*Exercises to complete*.
[1] From the essay on femme identity, list the three things the world is said to encourage citizens, women and queers to be.
[2] In the listing, write out everything from the line containing "Outline the pine" down to the line containing "top-left (467, 373), bottom-right (506, 418)", swapping each "bounding box" for "rectangle" and leaving the rest unchanged.

*Text to read*.
..............................

Words For Femme

"Things happen in threes" is how femme writer/performer Anna Camilleri opens her poem of the same name in Boys Like Her. I think of this because for me, coming to comfort with femme as an idea and label was as easy as opening my eyes to myself, as important as having space for myself in the world, and as hard as giving myself permission to speak; all this in a world that encourages us as citizens, women and queers, to be blind, invisible, and silent.

Illumination / Realization
I knew I was weird and smart before I knew anything else about myself, and I also knew I was a pervert before I realized that would take a femme form. The day I pulled on my new seamed stockings and attached them to the garter belt I'd stolen from the thrift store, I felt my ass and thighs newly alive. Topped off in a vintage dress and wielding a wooden spoon, I headed to the kitchen and waited for my girlfriend to come home. I was lucid with anticipation, my skin charged and cunt so hot I could barely sit. What would I do to her and how would she respond? What would our sex feel like with my fetish objects in place?

She strolled into the room and looked at me, smiled until she saw the flush on my face, gave me a once-over and said, "What the fuck are you wearing?!" In that moment I realized both that I needed artifice - that I was the artifice when I thought of my sex; and that I needed to be with people who could see that in me - so what the fuck was she doing not seeing it? And what the fuck was I doing with her? Aha, I realized, I am a fancy femme pervert. Now what? And with who?

Recognition/Validation
Some people - I think - walk through this world not needing much recognition or validation because it already comes from someplace very special and well-nurtured inside them. I guess I want to call this state "non-abusive life experience privilege." For the rest of us, any act of still-being is an act of resistance, and the places our validation come from are a little more complicated. For me, still-being at all meant I had to ask myself what was true about my desired state in the world, and hopeity hope that my ladyfreak flag would fly. Punk rock and weirdo friends made it possible and actually ok, so I was a girl in a dress in the pit who hit on girls by talking about science. Proto-femme.

..............................

*Input for this task*.
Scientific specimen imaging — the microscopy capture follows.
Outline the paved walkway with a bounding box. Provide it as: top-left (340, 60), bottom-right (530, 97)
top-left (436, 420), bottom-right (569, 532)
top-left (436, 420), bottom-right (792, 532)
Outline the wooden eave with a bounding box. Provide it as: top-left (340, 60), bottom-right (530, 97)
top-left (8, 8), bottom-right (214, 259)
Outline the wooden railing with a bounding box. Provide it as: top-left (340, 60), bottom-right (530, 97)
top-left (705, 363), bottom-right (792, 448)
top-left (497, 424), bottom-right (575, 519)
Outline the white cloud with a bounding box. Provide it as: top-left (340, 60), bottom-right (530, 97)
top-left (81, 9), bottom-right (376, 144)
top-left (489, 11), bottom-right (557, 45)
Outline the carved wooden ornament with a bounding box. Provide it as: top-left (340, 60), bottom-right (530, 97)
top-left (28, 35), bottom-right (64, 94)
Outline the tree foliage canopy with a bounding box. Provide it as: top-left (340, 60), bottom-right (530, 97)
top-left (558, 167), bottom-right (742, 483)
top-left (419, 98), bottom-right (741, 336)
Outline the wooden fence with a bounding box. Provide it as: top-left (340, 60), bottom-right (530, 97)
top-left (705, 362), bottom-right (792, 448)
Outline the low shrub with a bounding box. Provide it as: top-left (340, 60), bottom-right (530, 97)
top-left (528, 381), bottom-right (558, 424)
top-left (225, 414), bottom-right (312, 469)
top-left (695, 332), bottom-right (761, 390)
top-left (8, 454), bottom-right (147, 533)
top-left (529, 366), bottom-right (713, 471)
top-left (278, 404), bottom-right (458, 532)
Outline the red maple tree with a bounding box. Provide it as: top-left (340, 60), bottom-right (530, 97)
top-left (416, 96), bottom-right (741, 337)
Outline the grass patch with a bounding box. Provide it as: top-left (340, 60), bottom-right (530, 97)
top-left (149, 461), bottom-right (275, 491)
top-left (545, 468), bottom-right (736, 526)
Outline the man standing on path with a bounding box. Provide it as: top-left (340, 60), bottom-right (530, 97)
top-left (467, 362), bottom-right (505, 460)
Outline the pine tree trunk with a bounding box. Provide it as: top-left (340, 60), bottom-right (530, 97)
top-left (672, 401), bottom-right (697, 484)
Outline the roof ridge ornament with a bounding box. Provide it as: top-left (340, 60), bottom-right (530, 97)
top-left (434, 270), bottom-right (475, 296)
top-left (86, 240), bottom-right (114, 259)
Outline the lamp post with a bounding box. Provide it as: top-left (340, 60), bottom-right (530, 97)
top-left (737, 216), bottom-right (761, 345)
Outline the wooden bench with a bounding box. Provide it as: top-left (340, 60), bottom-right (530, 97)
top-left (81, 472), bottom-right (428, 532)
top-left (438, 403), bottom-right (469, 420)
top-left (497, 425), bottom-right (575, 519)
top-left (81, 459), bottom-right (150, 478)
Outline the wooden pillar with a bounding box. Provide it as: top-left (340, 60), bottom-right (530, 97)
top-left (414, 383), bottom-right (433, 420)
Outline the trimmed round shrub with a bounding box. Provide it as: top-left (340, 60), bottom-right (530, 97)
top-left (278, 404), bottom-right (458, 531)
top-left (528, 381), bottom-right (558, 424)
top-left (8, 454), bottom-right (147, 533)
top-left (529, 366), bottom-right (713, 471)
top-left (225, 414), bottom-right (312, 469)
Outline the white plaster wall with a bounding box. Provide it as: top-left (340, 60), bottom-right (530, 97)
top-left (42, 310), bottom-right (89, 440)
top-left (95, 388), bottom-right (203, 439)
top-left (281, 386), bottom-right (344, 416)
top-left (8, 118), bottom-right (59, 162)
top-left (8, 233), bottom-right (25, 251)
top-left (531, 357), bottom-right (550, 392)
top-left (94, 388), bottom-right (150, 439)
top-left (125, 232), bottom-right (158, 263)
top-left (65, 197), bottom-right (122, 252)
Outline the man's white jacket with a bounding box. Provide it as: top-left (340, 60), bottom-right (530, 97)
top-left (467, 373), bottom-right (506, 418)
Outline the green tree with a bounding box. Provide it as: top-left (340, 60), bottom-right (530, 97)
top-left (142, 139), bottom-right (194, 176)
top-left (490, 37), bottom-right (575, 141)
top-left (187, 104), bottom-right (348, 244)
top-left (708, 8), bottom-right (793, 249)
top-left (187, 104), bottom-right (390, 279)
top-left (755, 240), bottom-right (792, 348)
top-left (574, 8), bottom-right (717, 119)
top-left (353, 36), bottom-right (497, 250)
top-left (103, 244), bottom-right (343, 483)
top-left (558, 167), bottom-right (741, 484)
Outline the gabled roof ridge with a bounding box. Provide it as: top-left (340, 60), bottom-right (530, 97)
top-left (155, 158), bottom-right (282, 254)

..............................

*Results by task*.
[1] blind, invisible, silent

[2]
Outline the pine tree trunk with a rectangle. Provide it as: top-left (340, 60), bottom-right (530, 97)
top-left (672, 401), bottom-right (697, 484)
Outline the roof ridge ornament with a rectangle. Provide it as: top-left (340, 60), bottom-right (530, 97)
top-left (434, 270), bottom-right (475, 296)
top-left (86, 240), bottom-right (114, 259)
Outline the lamp post with a rectangle. Provide it as: top-left (340, 60), bottom-right (530, 97)
top-left (737, 216), bottom-right (761, 345)
Outline the wooden bench with a rectangle. Provide it as: top-left (340, 60), bottom-right (530, 97)
top-left (81, 472), bottom-right (428, 532)
top-left (438, 403), bottom-right (469, 420)
top-left (497, 425), bottom-right (575, 519)
top-left (81, 459), bottom-right (150, 478)
Outline the wooden pillar with a rectangle. Provide it as: top-left (340, 60), bottom-right (530, 97)
top-left (414, 383), bottom-right (433, 420)
Outline the trimmed round shrub with a rectangle. Provide it as: top-left (340, 60), bottom-right (530, 97)
top-left (278, 404), bottom-right (458, 531)
top-left (528, 381), bottom-right (558, 424)
top-left (8, 454), bottom-right (147, 533)
top-left (529, 366), bottom-right (713, 471)
top-left (225, 414), bottom-right (312, 469)
Outline the white plaster wall with a rectangle. Provide it as: top-left (340, 60), bottom-right (530, 97)
top-left (42, 310), bottom-right (89, 440)
top-left (95, 388), bottom-right (203, 439)
top-left (281, 386), bottom-right (344, 416)
top-left (8, 118), bottom-right (59, 162)
top-left (8, 233), bottom-right (25, 251)
top-left (531, 357), bottom-right (550, 392)
top-left (94, 388), bottom-right (150, 439)
top-left (125, 232), bottom-right (158, 263)
top-left (65, 197), bottom-right (122, 252)
Outline the man's white jacket with a rectangle. Provide it as: top-left (340, 60), bottom-right (530, 97)
top-left (467, 373), bottom-right (506, 418)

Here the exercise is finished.